## start RECORD EXCERPTS

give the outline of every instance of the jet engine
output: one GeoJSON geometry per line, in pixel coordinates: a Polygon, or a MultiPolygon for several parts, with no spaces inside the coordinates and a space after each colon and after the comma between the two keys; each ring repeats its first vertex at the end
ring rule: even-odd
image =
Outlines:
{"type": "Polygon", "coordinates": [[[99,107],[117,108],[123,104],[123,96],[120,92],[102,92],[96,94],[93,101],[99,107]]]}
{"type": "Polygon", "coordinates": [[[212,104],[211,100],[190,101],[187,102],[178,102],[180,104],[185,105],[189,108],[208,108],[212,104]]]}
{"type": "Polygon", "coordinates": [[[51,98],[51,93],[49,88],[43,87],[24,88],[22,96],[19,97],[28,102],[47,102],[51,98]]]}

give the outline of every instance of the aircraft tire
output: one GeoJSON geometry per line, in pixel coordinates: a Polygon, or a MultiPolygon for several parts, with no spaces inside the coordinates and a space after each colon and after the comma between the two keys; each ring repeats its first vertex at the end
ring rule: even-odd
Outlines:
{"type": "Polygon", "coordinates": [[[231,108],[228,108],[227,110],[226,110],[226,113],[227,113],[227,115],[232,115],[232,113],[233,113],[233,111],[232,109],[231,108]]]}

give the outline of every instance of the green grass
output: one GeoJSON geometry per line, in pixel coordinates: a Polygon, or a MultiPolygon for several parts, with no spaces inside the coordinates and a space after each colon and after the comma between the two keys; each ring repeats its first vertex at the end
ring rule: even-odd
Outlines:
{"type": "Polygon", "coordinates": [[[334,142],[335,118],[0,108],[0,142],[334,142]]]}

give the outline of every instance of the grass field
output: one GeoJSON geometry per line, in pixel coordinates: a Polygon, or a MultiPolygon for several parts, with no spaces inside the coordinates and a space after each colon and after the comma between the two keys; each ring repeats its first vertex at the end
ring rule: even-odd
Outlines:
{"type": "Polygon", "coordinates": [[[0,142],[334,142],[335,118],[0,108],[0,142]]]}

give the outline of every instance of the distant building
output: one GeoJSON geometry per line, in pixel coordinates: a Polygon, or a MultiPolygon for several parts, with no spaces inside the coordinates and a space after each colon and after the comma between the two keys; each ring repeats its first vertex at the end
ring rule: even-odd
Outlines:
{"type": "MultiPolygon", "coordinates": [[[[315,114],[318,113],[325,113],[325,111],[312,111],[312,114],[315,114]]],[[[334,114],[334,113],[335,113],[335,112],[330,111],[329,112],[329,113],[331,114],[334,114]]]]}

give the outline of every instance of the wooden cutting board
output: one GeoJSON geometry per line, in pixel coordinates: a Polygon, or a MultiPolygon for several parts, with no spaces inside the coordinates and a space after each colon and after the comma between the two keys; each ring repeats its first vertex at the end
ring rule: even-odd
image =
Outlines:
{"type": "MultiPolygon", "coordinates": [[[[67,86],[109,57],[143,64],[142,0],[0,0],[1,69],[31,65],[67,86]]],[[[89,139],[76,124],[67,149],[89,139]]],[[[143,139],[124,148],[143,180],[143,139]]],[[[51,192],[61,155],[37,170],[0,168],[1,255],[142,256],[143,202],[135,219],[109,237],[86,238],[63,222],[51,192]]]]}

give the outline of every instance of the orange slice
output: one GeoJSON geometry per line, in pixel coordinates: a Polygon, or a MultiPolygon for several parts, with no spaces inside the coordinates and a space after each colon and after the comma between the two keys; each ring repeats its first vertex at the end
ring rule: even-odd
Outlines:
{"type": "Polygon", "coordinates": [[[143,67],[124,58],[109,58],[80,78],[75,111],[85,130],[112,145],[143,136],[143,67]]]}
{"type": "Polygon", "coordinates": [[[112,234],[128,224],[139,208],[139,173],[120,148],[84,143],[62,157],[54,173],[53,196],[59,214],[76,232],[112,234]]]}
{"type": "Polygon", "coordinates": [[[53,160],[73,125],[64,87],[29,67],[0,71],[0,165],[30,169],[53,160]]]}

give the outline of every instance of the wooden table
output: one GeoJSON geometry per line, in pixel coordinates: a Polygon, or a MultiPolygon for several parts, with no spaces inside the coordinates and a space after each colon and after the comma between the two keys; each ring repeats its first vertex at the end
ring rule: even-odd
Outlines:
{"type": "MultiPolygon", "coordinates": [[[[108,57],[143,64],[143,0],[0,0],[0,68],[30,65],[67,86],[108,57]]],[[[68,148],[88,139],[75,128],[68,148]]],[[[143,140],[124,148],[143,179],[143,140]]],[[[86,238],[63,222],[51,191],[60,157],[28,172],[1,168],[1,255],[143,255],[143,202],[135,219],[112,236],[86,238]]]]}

## end RECORD EXCERPTS

● YOUR TASK: Transcribe the stretch of the records above from the line containing "give the outline of every instance of the wooden cutting" through the end of the records, both ends included, reproducing every character of those lines without change.

● EXERCISE SOLUTION:
give the outline of every instance of the wooden cutting board
output: one GeoJSON geometry per line, in pixel coordinates: a Polygon, or a MultiPolygon for several parts, with no spaces inside the coordinates and a space after each colon and after the comma between the two keys; each ring repeats its first vertex at the end
ring rule: even-odd
image =
Outlines:
{"type": "MultiPolygon", "coordinates": [[[[67,86],[109,57],[143,64],[142,0],[0,0],[1,69],[31,65],[67,86]]],[[[89,139],[76,124],[67,149],[89,139]]],[[[143,139],[124,148],[143,180],[143,139]]],[[[51,192],[61,155],[37,170],[0,168],[1,255],[142,256],[143,202],[135,219],[109,237],[86,238],[63,222],[51,192]]]]}

give the outline of every instance of the orange slice
output: one GeoJSON geometry per line, in pixel coordinates: a Polygon, or a MultiPolygon for several parts, with no spaces inside the coordinates and a space after each colon and after the comma between the two keys; each ring repeats its first vertex at the end
ring rule: even-odd
Outlines:
{"type": "Polygon", "coordinates": [[[143,67],[124,58],[109,58],[80,78],[75,111],[85,130],[112,145],[143,136],[143,67]]]}
{"type": "Polygon", "coordinates": [[[112,234],[128,224],[139,208],[139,173],[120,148],[84,143],[62,157],[54,173],[53,196],[59,214],[76,232],[112,234]]]}
{"type": "Polygon", "coordinates": [[[53,160],[73,125],[64,87],[29,67],[0,71],[0,165],[30,169],[53,160]]]}

give the outline of every instance of the wooden table
output: one GeoJSON geometry per line, in pixel coordinates: a Polygon, or a MultiPolygon for several parts, with no spaces inside the coordinates and a space after each colon and after the comma between the two keys; each ring repeats its first vertex at the end
ring rule: even-odd
Outlines:
{"type": "MultiPolygon", "coordinates": [[[[108,57],[143,64],[143,0],[0,0],[0,68],[30,65],[67,86],[108,57]]],[[[68,148],[88,139],[75,128],[68,148]]],[[[143,140],[124,148],[143,179],[143,140]]],[[[86,238],[63,222],[51,191],[60,157],[28,172],[1,168],[1,255],[143,255],[143,202],[135,219],[112,236],[86,238]]]]}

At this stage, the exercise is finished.